WHAT TO PRODUCE: Find the line containing "query (the phrase naming what to segment): black" in the material below; copy that line and all following lines exactly.

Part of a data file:

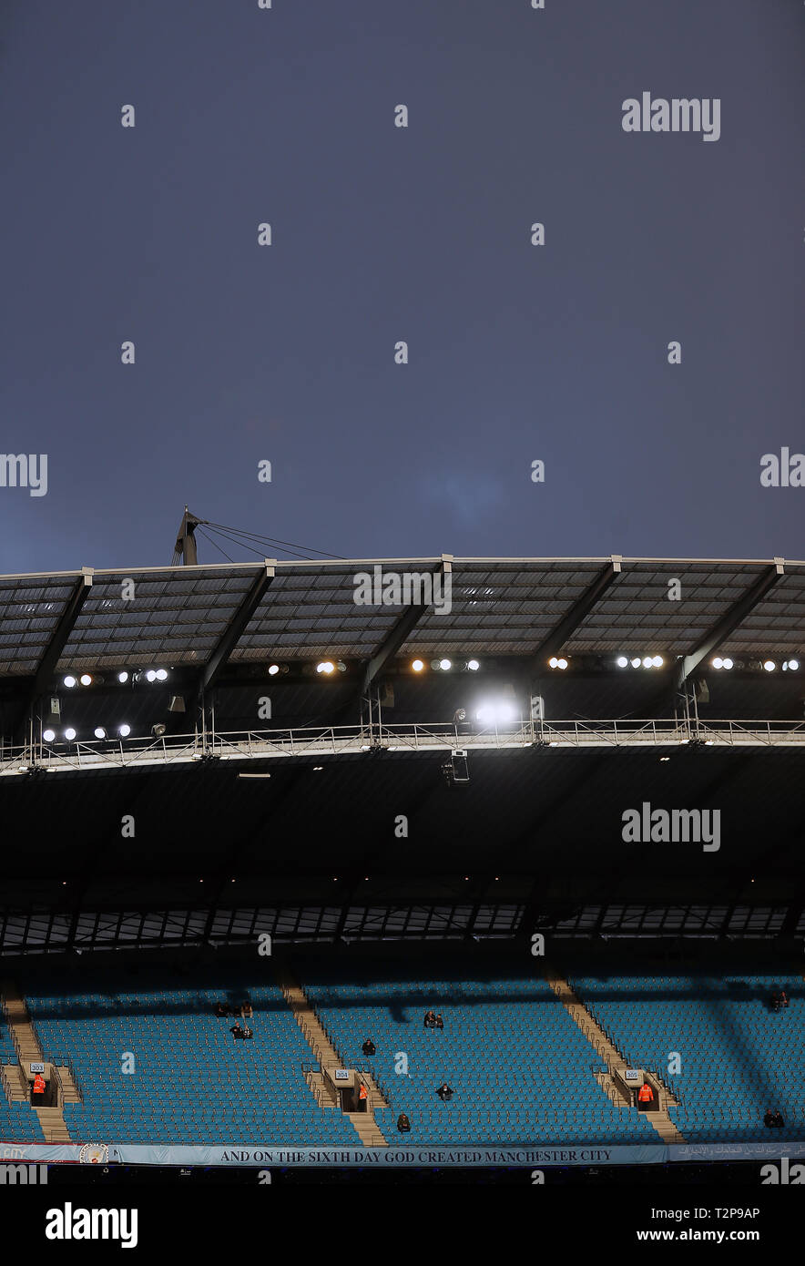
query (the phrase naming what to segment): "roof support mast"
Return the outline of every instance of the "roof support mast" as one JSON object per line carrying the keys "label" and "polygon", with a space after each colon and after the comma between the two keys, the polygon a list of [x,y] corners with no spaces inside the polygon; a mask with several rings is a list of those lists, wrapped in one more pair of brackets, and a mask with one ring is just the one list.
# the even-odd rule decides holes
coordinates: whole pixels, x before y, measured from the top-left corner
{"label": "roof support mast", "polygon": [[197,567],[199,556],[196,553],[196,538],[195,530],[201,523],[201,519],[191,514],[187,506],[185,506],[185,513],[182,514],[182,522],[178,525],[178,534],[176,537],[176,544],[173,546],[173,562],[178,562],[181,558],[185,567]]}

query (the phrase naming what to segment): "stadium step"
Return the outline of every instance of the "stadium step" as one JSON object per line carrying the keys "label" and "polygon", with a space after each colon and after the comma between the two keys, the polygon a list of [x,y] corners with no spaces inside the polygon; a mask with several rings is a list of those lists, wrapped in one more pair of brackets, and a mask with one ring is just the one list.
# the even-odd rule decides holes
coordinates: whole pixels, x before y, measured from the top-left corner
{"label": "stadium step", "polygon": [[[0,1081],[8,1087],[11,1103],[28,1104],[30,1110],[37,1114],[46,1143],[68,1143],[70,1131],[65,1123],[62,1105],[81,1101],[81,1095],[72,1079],[72,1074],[65,1065],[56,1065],[46,1060],[37,1039],[35,1029],[30,1022],[25,999],[13,980],[0,982],[0,1006],[8,1020],[14,1050],[19,1060],[16,1065],[0,1067]],[[33,1106],[30,1103],[30,1082],[25,1072],[25,1069],[30,1067],[32,1063],[49,1065],[49,1067],[46,1067],[46,1076],[48,1080],[53,1076],[56,1077],[62,1100],[61,1104],[49,1108]]]}
{"label": "stadium step", "polygon": [[[596,1053],[606,1063],[606,1074],[599,1081],[601,1089],[608,1093],[608,1087],[613,1091],[616,1090],[615,1074],[623,1072],[629,1065],[623,1058],[616,1047],[613,1046],[608,1038],[604,1029],[597,1024],[595,1018],[590,1014],[583,1003],[576,996],[570,984],[563,980],[558,974],[546,968],[546,980],[551,985],[551,989],[558,998],[558,1000],[565,1006],[571,1019],[578,1025],[583,1036],[587,1038],[590,1044],[595,1048]],[[613,1095],[610,1094],[610,1098]],[[614,1103],[623,1100],[623,1095],[614,1098]],[[686,1139],[680,1134],[678,1129],[671,1120],[668,1115],[668,1104],[676,1104],[676,1099],[668,1094],[665,1087],[659,1087],[659,1106],[657,1112],[646,1113],[646,1119],[659,1134],[663,1143],[685,1143]],[[621,1104],[619,1103],[619,1106]],[[625,1106],[625,1104],[624,1104]]]}
{"label": "stadium step", "polygon": [[[319,1108],[337,1109],[338,1096],[330,1085],[329,1077],[325,1076],[324,1070],[343,1069],[344,1062],[324,1032],[324,1028],[320,1024],[308,995],[292,975],[287,963],[276,963],[276,977],[277,984],[282,990],[282,996],[291,1008],[296,1018],[296,1023],[303,1031],[305,1041],[321,1069],[321,1072],[311,1071],[305,1075],[308,1089],[316,1100]],[[384,1099],[371,1074],[362,1072],[361,1080],[368,1091],[367,1112],[344,1113],[344,1117],[352,1122],[352,1125],[365,1147],[387,1147],[389,1141],[385,1138],[377,1122],[375,1120],[375,1109],[387,1108],[389,1104]]]}

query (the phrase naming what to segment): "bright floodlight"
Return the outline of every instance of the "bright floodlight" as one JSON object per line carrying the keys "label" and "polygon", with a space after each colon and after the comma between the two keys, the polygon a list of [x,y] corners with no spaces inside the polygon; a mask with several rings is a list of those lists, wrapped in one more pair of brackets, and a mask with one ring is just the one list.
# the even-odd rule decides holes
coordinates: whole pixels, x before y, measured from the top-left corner
{"label": "bright floodlight", "polygon": [[506,725],[516,719],[516,709],[505,703],[484,704],[476,711],[475,719],[487,724]]}

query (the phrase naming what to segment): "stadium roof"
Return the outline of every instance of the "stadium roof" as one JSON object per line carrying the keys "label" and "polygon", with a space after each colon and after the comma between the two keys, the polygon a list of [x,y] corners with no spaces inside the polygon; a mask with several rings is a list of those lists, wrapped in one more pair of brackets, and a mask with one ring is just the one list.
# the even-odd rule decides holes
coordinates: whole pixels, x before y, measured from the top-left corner
{"label": "stadium roof", "polygon": [[[356,576],[449,572],[449,609],[359,605]],[[678,581],[678,600],[670,586]],[[133,585],[132,585],[133,582]],[[805,562],[396,558],[0,577],[0,677],[268,657],[795,653]]]}

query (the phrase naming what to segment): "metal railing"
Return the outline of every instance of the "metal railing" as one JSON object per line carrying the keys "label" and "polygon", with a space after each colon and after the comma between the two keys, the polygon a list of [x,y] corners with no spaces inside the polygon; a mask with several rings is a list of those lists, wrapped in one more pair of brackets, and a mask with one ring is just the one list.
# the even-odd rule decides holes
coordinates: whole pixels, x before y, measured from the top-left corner
{"label": "metal railing", "polygon": [[365,725],[306,725],[285,729],[163,734],[159,738],[94,739],[4,746],[0,777],[37,771],[86,771],[173,765],[190,761],[249,761],[357,752],[495,751],[524,747],[805,747],[805,720],[706,720],[646,718],[519,720],[510,725],[423,722]]}

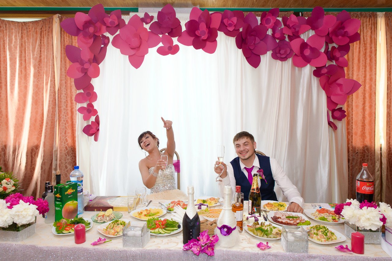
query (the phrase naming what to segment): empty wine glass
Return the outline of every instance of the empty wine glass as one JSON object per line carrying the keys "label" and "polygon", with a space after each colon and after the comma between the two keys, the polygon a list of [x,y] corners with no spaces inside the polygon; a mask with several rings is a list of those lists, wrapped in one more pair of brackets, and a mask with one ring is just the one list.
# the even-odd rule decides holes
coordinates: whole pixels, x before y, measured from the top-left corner
{"label": "empty wine glass", "polygon": [[[218,157],[218,162],[219,163],[219,164],[216,165],[215,167],[216,167],[218,166],[223,166],[222,162],[223,162],[223,158],[225,157],[224,146],[223,145],[218,145],[218,147],[216,147],[216,156]],[[218,174],[218,176],[215,179],[215,181],[221,182],[222,181],[222,179],[220,178],[220,175],[222,175],[222,173],[223,173],[223,169],[222,169],[222,172],[221,172],[220,174]]]}
{"label": "empty wine glass", "polygon": [[143,202],[143,198],[144,197],[146,193],[146,188],[144,187],[137,187],[135,190],[135,194],[136,195],[136,196],[139,198],[139,205],[140,206],[144,206],[145,205],[145,203]]}

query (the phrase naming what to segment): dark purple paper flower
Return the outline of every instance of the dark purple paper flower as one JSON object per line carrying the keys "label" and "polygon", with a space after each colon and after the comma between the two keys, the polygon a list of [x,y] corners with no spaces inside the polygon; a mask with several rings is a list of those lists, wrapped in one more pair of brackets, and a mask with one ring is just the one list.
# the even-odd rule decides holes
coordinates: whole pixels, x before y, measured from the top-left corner
{"label": "dark purple paper flower", "polygon": [[222,14],[222,18],[218,31],[228,36],[235,37],[244,24],[244,13],[242,11],[225,10]]}
{"label": "dark purple paper flower", "polygon": [[160,46],[156,52],[161,55],[175,54],[180,50],[178,45],[174,44],[173,38],[167,34],[162,35],[162,43],[163,46]]}
{"label": "dark purple paper flower", "polygon": [[222,14],[215,13],[210,15],[207,9],[202,11],[194,7],[191,11],[190,20],[185,24],[185,30],[177,38],[180,43],[193,46],[196,50],[201,49],[209,54],[216,50],[218,29],[220,24]]}
{"label": "dark purple paper flower", "polygon": [[272,50],[271,56],[275,60],[282,61],[287,61],[294,55],[294,51],[291,49],[290,42],[286,40],[281,40],[278,42],[278,46]]}
{"label": "dark purple paper flower", "polygon": [[176,17],[176,11],[170,4],[158,12],[156,20],[150,25],[150,30],[152,32],[160,35],[167,34],[171,37],[181,35],[182,27],[181,22]]}
{"label": "dark purple paper flower", "polygon": [[331,112],[331,116],[332,119],[338,121],[341,121],[346,117],[346,111],[343,110],[343,108],[339,107],[337,109],[334,109]]}
{"label": "dark purple paper flower", "polygon": [[301,68],[310,64],[314,67],[323,66],[327,63],[327,56],[320,50],[324,46],[325,37],[314,34],[305,40],[301,38],[290,43],[295,54],[293,64]]}
{"label": "dark purple paper flower", "polygon": [[306,18],[302,16],[297,17],[290,14],[289,17],[283,16],[282,21],[284,25],[283,32],[287,35],[290,41],[299,38],[300,35],[310,29],[310,27],[306,24]]}
{"label": "dark purple paper flower", "polygon": [[313,8],[310,16],[307,19],[306,23],[310,26],[316,34],[324,36],[328,33],[328,30],[336,22],[336,16],[324,15],[324,9],[319,6]]}
{"label": "dark purple paper flower", "polygon": [[154,16],[150,15],[147,12],[144,13],[144,17],[140,18],[140,21],[146,25],[148,25],[150,23],[151,23],[153,20]]}
{"label": "dark purple paper flower", "polygon": [[236,37],[236,44],[248,63],[257,68],[261,61],[260,56],[278,46],[276,40],[267,34],[268,29],[265,25],[259,25],[257,18],[250,13],[244,19],[242,31]]}
{"label": "dark purple paper flower", "polygon": [[359,20],[351,18],[350,14],[345,10],[338,14],[336,20],[326,36],[327,43],[334,42],[338,45],[343,45],[359,41],[360,35],[358,31],[361,26]]}

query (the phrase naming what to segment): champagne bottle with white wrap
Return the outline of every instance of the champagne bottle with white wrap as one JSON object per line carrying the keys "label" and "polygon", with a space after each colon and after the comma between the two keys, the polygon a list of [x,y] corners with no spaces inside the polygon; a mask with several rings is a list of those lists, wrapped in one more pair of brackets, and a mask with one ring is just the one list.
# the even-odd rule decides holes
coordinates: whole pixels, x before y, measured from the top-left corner
{"label": "champagne bottle with white wrap", "polygon": [[230,202],[231,193],[231,187],[225,186],[223,209],[216,222],[218,226],[214,231],[214,234],[219,238],[217,245],[227,248],[236,245],[239,234],[237,221],[231,210],[231,202]]}

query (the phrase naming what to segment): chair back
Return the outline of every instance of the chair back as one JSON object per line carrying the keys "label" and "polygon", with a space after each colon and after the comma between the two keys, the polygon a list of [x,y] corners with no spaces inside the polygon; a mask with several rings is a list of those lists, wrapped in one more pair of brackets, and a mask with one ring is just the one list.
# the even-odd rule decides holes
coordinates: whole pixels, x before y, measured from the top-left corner
{"label": "chair back", "polygon": [[[163,152],[166,150],[167,148],[163,148],[163,149],[161,149],[159,151],[160,152]],[[178,155],[178,153],[177,151],[175,151],[174,152],[174,154],[176,155],[176,157],[177,157],[177,160],[180,160],[180,156]],[[177,173],[177,187],[178,189],[180,189],[180,171]]]}
{"label": "chair back", "polygon": [[259,151],[258,150],[256,150],[256,151],[255,151],[255,152],[256,152],[256,153],[257,153],[258,154],[260,154],[260,155],[262,155],[263,156],[266,156],[266,155],[265,155],[265,154],[264,153],[263,153],[261,151]]}

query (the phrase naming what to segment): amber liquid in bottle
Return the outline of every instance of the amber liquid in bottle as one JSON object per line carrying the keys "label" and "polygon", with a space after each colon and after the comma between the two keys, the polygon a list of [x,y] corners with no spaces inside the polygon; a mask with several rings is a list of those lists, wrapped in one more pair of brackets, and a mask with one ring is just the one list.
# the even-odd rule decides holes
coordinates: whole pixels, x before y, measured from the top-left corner
{"label": "amber liquid in bottle", "polygon": [[241,203],[241,187],[236,186],[236,194],[234,195],[235,202],[231,205],[231,210],[234,212],[237,220],[237,226],[242,230],[243,204]]}
{"label": "amber liquid in bottle", "polygon": [[252,183],[250,191],[249,193],[249,207],[248,212],[250,215],[254,214],[260,215],[260,214],[261,195],[259,189],[258,178],[257,174],[253,174],[253,181]]}

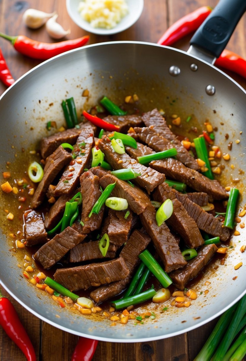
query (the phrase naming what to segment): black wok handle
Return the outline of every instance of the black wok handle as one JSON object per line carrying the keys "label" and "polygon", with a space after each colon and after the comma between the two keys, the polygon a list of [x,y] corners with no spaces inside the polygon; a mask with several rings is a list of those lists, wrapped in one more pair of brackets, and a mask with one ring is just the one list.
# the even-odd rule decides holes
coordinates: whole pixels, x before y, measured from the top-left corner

EXERCISE SOLUTION:
query (the phrase naming what to segment): black wok handle
Return the outline of every instance of the black wok handle as one JSON object per line carrying the keys "label" and "polygon", with a space after each colon and after the comma between the two keys, the polygon a list of [x,y] corners with no spaces inside the polygon; a mask with several rings is a list of those lists, wrapped in one more pair of brackets, and a mask with one ring is just the one list.
# the even-odd rule decides holes
coordinates: whole pixels, x before y, measured from the top-left corner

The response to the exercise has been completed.